### Extracted text
--- BEGIN ---

You are completely right. But since this is most basic SAS code, I sincerely suggest you acquaint yourself with the most basic SAS techniques before delving head-on into something as advanced as IML.


What transformation will you be doing in IML that requires the presence of what is basically arbitrary text?

Opal | Level 21

It is possible that some zip code values are not convertible, and that's why importing the data treats them as character.  For example, you may have some nine-digit zip codes with a dash after the first five digits.


At any rate, you can convert to numeric (as a separate variable):


newvar = input(zipcode, 5.);


You will lose any information after the 5th character by doing that (hence any 9-digit zip codes will become 5-digit zip codes).


There is no way to store a leading zero in a numeric, in SAS.  SAS is not storing a set of digits, but is storing the value.  You can print a numeric with leading zeros:


format newvar z5.;


You can also convert back to character at a later stage:


zipcode = put(newvar, z5.);



Obsidian | Level 7
Are the newvar = input(...) and the zipcode= put (newvar, z5.); statements part of the PROC DATA step?

--- END ---

### Tasks and exercises
1. Update the SAS zip code discussion from "What transformation will" up to and including "5-digit zip codes).", replacing "zip codes" with "postal codes".
2. Continue the SAS zip code discussion, starting after its last sentence.
The lines that follow are separate material and have no connection to the SAS zip code discussion.

### Records shown
--- BEGIN ---

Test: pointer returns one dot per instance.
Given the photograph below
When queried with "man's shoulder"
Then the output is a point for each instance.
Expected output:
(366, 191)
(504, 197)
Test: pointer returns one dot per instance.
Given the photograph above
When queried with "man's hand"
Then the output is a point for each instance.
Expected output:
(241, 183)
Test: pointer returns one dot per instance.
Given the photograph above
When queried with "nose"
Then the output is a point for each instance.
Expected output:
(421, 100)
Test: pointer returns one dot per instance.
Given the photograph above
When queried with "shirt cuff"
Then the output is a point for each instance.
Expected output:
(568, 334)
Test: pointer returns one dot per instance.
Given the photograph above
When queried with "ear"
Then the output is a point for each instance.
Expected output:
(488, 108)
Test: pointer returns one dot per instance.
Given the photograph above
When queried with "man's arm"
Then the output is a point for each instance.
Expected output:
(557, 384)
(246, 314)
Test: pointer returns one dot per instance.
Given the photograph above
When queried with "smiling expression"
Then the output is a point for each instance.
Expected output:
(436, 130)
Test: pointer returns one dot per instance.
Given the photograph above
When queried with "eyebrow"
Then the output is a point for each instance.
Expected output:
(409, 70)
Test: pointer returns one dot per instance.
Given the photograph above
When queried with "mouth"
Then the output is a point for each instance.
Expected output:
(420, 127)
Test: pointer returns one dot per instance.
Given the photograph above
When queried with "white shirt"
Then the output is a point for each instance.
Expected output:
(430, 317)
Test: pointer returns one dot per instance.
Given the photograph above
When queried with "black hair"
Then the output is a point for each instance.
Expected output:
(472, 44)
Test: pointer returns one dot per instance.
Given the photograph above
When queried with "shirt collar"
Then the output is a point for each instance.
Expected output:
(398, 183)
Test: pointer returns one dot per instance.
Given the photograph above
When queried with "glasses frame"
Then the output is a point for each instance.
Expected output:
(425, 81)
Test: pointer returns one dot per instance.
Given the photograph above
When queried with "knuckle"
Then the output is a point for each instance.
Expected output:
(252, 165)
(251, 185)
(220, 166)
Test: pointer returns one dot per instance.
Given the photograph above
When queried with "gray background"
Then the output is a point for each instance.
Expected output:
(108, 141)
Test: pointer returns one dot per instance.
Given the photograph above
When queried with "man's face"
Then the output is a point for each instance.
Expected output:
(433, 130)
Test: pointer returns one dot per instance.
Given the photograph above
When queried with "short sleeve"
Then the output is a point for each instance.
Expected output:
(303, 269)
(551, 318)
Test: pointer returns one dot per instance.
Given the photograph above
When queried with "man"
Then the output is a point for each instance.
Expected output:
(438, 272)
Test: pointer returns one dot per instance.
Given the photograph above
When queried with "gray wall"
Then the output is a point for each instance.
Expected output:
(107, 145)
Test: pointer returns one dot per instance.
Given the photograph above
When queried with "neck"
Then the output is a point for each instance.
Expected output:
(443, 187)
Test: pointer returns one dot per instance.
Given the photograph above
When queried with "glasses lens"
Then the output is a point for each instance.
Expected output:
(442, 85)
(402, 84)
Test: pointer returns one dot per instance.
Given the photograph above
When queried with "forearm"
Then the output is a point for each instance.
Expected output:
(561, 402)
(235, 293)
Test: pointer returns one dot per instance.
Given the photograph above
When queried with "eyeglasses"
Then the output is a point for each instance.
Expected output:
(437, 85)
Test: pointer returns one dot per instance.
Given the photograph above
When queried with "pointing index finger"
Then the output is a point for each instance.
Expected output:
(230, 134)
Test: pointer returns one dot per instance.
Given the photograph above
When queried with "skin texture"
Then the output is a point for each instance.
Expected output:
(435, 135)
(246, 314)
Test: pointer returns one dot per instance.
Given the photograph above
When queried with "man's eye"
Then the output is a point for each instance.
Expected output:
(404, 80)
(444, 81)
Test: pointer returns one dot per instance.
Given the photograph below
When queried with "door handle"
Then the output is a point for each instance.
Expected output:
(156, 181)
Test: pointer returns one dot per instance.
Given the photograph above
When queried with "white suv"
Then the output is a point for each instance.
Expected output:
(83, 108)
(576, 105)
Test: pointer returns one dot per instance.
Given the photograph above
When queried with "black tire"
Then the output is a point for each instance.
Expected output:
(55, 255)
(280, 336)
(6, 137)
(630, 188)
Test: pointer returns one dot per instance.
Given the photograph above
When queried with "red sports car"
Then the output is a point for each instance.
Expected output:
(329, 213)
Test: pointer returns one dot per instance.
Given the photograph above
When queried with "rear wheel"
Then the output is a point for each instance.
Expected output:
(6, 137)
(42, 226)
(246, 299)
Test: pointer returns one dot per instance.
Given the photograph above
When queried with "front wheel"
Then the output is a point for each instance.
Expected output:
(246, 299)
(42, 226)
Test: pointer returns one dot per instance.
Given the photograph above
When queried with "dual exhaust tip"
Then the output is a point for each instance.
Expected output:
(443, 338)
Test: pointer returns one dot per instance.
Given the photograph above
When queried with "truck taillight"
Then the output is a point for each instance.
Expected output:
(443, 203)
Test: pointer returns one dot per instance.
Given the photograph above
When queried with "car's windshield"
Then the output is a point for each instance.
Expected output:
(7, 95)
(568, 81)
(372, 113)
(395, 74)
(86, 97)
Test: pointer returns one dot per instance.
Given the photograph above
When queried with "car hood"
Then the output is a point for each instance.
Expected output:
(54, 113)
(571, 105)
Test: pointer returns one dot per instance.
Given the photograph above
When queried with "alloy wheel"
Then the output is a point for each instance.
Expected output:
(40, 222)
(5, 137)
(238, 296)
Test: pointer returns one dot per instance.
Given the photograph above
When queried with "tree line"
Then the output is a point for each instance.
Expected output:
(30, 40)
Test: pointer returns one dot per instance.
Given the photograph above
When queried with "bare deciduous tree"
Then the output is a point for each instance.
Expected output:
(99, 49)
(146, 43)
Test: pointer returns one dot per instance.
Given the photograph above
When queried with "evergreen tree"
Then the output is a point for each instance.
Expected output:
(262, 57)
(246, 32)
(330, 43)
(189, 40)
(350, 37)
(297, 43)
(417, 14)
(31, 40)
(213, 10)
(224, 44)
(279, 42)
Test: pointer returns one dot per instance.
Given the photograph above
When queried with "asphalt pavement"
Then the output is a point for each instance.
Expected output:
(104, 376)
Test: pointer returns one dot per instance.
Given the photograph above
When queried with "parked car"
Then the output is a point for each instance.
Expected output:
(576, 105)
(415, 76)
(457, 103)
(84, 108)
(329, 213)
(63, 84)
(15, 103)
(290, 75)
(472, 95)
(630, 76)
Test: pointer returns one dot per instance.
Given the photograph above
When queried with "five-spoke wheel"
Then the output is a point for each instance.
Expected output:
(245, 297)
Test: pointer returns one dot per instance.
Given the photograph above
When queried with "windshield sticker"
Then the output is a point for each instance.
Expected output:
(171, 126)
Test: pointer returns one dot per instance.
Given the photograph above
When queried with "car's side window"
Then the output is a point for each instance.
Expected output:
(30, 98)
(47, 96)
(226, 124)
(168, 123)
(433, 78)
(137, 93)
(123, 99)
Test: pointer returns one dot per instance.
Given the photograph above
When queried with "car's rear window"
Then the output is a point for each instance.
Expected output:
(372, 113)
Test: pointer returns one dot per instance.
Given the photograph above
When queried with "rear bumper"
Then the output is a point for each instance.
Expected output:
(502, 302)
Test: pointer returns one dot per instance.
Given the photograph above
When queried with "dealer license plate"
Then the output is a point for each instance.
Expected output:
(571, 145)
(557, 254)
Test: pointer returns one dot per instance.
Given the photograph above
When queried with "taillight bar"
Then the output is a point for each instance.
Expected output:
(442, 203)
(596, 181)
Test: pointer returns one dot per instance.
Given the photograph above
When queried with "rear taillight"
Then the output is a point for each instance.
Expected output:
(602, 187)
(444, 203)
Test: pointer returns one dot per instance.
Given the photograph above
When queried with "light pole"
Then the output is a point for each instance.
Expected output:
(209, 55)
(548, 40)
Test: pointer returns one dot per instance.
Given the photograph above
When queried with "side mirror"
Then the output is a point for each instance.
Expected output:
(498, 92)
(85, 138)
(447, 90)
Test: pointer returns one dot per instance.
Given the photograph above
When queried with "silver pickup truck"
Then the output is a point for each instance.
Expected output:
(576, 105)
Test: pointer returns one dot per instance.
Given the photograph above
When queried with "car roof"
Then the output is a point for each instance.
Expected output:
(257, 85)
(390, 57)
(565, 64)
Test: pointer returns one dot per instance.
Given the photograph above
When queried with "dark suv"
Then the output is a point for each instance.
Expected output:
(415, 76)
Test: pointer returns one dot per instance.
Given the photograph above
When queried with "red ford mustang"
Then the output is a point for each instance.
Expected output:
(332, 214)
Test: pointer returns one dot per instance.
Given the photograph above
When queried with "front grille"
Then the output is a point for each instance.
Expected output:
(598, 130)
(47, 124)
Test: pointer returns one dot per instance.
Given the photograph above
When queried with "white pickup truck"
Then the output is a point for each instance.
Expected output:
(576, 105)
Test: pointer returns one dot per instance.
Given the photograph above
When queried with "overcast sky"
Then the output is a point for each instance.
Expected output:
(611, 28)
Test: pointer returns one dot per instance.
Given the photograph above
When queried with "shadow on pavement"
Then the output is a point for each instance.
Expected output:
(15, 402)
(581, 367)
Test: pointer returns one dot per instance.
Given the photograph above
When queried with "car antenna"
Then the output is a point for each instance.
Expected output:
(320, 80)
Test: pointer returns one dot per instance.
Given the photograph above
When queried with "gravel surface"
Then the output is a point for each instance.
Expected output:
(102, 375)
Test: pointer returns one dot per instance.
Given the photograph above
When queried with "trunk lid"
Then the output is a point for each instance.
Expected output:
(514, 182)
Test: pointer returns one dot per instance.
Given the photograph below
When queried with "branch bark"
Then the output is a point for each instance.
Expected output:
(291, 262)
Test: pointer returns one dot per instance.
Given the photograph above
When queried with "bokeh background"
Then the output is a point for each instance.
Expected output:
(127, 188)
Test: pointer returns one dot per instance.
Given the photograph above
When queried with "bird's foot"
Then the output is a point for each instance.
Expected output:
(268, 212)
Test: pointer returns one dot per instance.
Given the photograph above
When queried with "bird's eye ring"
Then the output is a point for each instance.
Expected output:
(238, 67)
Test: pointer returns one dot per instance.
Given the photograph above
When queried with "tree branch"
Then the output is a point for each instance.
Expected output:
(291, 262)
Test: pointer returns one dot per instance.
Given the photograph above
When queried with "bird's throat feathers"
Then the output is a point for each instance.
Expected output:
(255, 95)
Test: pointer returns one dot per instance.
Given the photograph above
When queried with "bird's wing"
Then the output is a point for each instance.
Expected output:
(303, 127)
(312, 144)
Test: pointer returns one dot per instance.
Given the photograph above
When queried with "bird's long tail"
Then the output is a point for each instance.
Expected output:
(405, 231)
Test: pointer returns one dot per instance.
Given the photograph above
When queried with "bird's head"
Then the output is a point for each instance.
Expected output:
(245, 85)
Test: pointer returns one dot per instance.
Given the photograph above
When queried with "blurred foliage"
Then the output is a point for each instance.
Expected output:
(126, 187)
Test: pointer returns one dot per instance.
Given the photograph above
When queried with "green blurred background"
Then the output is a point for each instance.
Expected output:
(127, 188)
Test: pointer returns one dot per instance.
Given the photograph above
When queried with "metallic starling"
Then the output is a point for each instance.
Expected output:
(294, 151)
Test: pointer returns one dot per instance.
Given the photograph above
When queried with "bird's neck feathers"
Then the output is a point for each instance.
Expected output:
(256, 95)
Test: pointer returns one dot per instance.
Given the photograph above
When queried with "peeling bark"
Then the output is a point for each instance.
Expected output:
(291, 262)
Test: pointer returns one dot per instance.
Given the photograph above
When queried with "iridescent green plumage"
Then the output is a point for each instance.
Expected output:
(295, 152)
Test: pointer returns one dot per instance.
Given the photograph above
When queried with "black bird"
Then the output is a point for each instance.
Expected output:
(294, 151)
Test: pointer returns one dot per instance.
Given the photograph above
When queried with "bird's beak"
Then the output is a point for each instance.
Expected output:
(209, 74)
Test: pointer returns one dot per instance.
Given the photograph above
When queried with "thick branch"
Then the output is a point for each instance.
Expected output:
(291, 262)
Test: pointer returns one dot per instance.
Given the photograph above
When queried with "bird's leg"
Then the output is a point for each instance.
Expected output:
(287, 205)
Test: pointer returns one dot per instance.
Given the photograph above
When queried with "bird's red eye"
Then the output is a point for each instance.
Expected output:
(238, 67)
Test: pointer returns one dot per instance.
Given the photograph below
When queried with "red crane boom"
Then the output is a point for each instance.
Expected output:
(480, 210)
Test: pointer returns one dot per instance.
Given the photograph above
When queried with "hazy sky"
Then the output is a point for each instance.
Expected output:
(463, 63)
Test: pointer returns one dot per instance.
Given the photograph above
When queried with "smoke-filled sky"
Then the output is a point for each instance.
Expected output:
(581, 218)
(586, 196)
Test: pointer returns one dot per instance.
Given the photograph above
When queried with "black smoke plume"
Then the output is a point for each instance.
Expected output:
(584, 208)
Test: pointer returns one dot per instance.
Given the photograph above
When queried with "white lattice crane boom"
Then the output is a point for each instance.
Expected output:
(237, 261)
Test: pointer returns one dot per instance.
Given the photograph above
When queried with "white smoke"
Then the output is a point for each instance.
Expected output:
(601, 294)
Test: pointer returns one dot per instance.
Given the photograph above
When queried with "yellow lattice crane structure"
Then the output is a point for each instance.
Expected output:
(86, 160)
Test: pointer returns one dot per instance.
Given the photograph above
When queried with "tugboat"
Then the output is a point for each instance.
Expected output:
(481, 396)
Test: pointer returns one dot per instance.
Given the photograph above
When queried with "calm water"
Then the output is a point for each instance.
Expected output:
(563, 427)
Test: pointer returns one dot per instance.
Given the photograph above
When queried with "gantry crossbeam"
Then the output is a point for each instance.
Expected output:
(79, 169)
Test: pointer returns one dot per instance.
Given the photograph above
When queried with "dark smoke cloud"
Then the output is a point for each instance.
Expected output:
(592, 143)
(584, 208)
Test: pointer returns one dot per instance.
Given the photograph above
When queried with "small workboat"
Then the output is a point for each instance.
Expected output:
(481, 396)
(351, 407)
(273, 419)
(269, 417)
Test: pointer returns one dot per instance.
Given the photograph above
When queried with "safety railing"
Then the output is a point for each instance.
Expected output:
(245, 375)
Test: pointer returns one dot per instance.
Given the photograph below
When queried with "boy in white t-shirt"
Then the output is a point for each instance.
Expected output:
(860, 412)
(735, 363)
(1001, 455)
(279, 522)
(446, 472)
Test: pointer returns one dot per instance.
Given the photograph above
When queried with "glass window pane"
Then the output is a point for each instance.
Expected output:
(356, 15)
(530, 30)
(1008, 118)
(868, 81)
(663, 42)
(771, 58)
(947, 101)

--- END ---

### Answers to each task
1.
What transformation will you be doing in IML that requires the presence of what is basically arbitrary text?

Opal | Level 21

It is possible that some zip code values are not convertible, and that's why importing the data treats them as character.  For example, you may have some nine-digit postal codes with a dash after the first five digits.


At any rate, you can convert to numeric (as a separate variable):


newvar = input(zipcode, 5.);


You will lose any information after the 5th character by doing that (hence any 9-digit postal codes will become 5-digit postal codes).

2.
Also, will the codefield = put (newvar, z12.); statement add a leading zero to an 11-digit number?
Opal | Level 21

All the statements that I suggested would be part of a DATA step.


And yes, you can create a 12-digit character field (complete with leading zeros as needed) by applying:


codefield = put(newvar, z12.);



Super User

In IML, if you want convert it to a number without losing its leading zeros, 

You can use NUM() to convert it to a numeric value and assign a format Z8. to it to keep leading zeros.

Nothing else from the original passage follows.